• Aim: Pull out every line in the records below that contains the word "wood", and copy each of those lines.

Pointing dataset records:
————

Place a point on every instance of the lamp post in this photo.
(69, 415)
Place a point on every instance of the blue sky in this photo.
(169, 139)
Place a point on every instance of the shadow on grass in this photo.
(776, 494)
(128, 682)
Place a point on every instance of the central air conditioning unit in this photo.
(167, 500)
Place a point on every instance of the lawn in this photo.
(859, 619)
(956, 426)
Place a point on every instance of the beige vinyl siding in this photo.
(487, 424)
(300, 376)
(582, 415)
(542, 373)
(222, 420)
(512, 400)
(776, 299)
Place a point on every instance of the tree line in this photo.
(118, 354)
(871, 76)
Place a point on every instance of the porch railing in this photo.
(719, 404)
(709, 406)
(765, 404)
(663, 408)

————

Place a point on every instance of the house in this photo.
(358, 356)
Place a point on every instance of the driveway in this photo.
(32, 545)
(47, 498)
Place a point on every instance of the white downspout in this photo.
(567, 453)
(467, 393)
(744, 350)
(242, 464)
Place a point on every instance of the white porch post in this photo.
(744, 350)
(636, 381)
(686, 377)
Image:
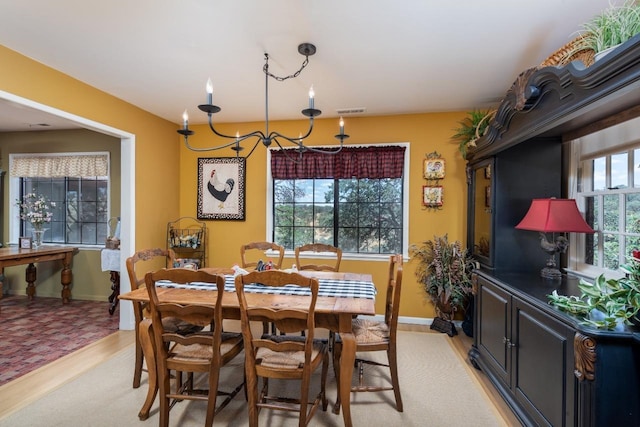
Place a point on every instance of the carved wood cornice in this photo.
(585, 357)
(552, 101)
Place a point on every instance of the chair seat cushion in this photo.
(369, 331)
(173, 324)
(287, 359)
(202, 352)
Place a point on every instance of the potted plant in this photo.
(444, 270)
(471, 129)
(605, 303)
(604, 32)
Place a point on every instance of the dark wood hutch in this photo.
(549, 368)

————

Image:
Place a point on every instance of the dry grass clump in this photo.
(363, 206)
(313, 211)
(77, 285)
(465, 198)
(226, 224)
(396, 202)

————

• Solution:
Place a point on every instance of the carved wood cornice in this photo.
Place a point on every instance of the dark wood hutch in this photo.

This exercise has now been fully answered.